##### EXTRACTED TEXT #####

The state is divided into two districts: North Goa district and South Goa district. Each district is administered by a district collector, appointed by the Indian government.

Panaji is the headquarters of North Goa district and is also the capital of Goa.

North Goa is further divided into three subdivisions – Panaji, Mapusa, and Bicholim; and five taluks – Tiswadi taluka (Panaji), Bardez taluka (Mapusa), Pernem, Bicholim, and Sattari taluka (Valpoi), (note = the letter m is silent at the end of every place/city/taluka)

Margao is the headquarters of South Goa district.

South Goa is further divided into five subdivisions – Ponda, Mormugao (Vasco da Gama), Margao, Quepem, and Dharbandora taluka; and seven taluks – Ponda taluka, Mormugao, Salcete taluka (Margao), Quepem, and Canacona (Chaudi), Sanguem, and Dharbandora taluka. (Ponda Taluka shifted from North Goa to South Goa in January 2015). (note = the letter m is silent at the end of every place/city/taluka)

##### GIVEN RECORDS #####

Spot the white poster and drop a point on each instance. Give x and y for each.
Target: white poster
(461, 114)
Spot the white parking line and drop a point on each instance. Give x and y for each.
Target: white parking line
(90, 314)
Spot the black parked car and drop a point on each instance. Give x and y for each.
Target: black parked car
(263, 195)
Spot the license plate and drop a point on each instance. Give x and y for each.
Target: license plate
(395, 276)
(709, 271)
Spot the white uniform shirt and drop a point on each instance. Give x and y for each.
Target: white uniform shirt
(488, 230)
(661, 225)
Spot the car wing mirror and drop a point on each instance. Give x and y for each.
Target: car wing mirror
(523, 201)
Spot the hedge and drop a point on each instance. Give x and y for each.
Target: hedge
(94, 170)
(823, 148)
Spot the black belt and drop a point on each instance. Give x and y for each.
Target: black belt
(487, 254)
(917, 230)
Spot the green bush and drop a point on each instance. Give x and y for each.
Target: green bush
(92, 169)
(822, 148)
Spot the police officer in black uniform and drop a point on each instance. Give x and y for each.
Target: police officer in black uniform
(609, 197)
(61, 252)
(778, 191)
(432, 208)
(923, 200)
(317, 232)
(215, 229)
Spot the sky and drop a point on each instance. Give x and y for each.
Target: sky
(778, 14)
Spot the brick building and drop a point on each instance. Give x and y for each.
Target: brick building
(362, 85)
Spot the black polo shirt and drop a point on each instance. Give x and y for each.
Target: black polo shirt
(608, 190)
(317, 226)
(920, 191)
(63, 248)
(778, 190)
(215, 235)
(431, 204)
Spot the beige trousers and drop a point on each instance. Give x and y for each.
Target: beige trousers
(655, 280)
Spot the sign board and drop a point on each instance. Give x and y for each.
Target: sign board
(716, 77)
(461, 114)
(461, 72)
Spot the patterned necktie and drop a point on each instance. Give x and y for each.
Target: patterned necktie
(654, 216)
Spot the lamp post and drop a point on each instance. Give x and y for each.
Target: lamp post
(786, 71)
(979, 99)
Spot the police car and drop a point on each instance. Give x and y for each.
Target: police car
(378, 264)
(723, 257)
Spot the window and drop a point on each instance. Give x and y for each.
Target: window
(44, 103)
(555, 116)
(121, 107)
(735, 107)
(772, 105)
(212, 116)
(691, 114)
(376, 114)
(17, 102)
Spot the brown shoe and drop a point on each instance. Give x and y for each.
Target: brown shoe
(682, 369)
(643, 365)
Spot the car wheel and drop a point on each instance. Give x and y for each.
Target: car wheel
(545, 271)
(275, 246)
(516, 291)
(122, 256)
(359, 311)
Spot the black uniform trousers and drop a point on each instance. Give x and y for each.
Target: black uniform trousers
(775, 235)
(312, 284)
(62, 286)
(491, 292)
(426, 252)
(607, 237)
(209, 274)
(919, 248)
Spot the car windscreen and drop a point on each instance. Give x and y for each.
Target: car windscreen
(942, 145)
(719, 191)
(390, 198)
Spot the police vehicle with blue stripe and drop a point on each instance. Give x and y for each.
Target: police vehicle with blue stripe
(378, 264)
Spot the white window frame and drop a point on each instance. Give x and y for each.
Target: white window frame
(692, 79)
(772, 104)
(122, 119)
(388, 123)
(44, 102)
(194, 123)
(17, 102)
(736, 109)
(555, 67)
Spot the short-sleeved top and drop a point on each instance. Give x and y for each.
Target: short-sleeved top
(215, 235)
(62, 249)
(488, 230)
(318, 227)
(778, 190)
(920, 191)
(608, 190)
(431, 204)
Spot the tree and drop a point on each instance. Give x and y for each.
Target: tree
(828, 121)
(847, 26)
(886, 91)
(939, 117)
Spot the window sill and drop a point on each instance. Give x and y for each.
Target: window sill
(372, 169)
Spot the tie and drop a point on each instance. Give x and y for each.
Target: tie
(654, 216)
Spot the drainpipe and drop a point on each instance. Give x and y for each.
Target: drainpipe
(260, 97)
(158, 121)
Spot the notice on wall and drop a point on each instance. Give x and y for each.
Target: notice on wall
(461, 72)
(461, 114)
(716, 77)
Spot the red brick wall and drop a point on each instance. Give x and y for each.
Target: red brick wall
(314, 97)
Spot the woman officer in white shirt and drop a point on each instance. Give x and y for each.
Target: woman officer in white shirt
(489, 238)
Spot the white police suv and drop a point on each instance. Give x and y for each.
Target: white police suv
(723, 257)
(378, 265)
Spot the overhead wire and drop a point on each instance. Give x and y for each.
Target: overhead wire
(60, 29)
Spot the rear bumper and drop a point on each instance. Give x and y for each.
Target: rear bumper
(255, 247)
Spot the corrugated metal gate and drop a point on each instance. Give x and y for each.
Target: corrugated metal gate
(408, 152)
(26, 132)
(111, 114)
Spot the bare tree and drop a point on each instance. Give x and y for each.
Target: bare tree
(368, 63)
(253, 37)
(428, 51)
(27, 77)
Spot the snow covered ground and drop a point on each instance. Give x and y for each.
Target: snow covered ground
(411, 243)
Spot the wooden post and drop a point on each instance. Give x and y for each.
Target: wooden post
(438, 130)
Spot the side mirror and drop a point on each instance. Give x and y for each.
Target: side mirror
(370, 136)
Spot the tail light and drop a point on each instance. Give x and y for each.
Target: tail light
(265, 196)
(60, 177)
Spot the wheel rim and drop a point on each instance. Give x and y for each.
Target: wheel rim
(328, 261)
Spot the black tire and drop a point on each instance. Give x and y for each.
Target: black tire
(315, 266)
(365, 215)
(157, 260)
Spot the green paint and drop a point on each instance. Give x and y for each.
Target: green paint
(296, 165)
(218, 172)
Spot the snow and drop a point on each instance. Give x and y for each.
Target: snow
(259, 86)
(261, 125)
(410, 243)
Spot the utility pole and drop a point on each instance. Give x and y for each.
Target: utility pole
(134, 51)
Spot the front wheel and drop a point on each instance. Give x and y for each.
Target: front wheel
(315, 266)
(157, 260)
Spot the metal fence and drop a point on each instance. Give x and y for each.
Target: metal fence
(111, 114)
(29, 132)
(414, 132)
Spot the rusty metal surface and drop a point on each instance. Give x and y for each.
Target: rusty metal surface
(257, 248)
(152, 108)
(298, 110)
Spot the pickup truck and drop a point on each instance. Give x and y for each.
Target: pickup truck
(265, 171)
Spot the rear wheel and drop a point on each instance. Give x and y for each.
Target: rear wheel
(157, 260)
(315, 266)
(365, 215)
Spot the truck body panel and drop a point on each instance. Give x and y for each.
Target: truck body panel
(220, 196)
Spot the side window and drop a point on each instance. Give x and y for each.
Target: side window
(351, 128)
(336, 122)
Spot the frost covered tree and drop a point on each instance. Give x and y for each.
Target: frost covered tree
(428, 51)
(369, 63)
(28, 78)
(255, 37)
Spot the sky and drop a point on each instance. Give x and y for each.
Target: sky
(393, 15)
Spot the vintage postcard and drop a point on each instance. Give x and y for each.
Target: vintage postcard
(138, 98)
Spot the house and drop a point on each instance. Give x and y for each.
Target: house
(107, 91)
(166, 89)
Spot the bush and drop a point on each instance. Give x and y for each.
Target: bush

#####

> [ASSIGNED TASK 1]
Using the text on Goa's districts, answer the following:
(a) Who administers each district, and who appoints that official?
(b) Which city is the headquarters of South Goa district?
(c) In what month and year did Ponda Taluka move from North Goa to South Goa?
> [ASSIGNED TASK 2] Reproduce the passage from the text on Goa's districts, starting at "The state is" and ending at "capital of Goa.".

> [SOLUTION 1]
(a) A district collector, appointed by the Indian government.
(b) Margao.
(c) January 2015.

> [SOLUTION 2]
The state is divided into two districts: North Goa district and South Goa district. Each district is administered by a district collector, appointed by the Indian government.

Panaji is the headquarters of North Goa district and is also the capital of Goa.